## start Excerpted data
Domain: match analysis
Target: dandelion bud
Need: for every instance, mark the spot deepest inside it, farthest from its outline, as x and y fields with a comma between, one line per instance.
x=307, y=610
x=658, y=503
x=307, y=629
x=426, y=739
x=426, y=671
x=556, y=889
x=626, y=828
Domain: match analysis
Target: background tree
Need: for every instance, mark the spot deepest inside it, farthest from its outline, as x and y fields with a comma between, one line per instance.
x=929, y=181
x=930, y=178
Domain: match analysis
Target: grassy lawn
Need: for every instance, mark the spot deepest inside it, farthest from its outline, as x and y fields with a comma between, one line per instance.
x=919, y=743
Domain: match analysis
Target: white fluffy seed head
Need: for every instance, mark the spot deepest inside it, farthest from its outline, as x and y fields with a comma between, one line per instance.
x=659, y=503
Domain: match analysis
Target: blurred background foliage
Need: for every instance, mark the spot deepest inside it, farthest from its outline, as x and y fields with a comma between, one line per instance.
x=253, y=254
## end Excerpted data
## start Excerpted data
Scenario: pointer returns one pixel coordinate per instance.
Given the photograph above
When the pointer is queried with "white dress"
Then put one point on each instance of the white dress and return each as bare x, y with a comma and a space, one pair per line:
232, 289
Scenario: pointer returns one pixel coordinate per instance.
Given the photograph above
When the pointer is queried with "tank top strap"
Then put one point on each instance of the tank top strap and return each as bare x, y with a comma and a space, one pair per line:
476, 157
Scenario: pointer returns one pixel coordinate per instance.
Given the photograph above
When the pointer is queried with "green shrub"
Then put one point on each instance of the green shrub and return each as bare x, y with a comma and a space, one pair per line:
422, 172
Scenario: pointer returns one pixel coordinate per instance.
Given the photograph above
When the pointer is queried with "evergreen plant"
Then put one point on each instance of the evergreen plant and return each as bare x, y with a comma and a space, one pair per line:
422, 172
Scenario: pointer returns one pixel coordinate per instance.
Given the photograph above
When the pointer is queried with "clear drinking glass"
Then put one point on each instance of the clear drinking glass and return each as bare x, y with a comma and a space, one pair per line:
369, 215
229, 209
## end Excerpted data
§ Problem details
Tally the lines of the listing that contain the string "bare", and give only the resulting number.

§ Output of the task
5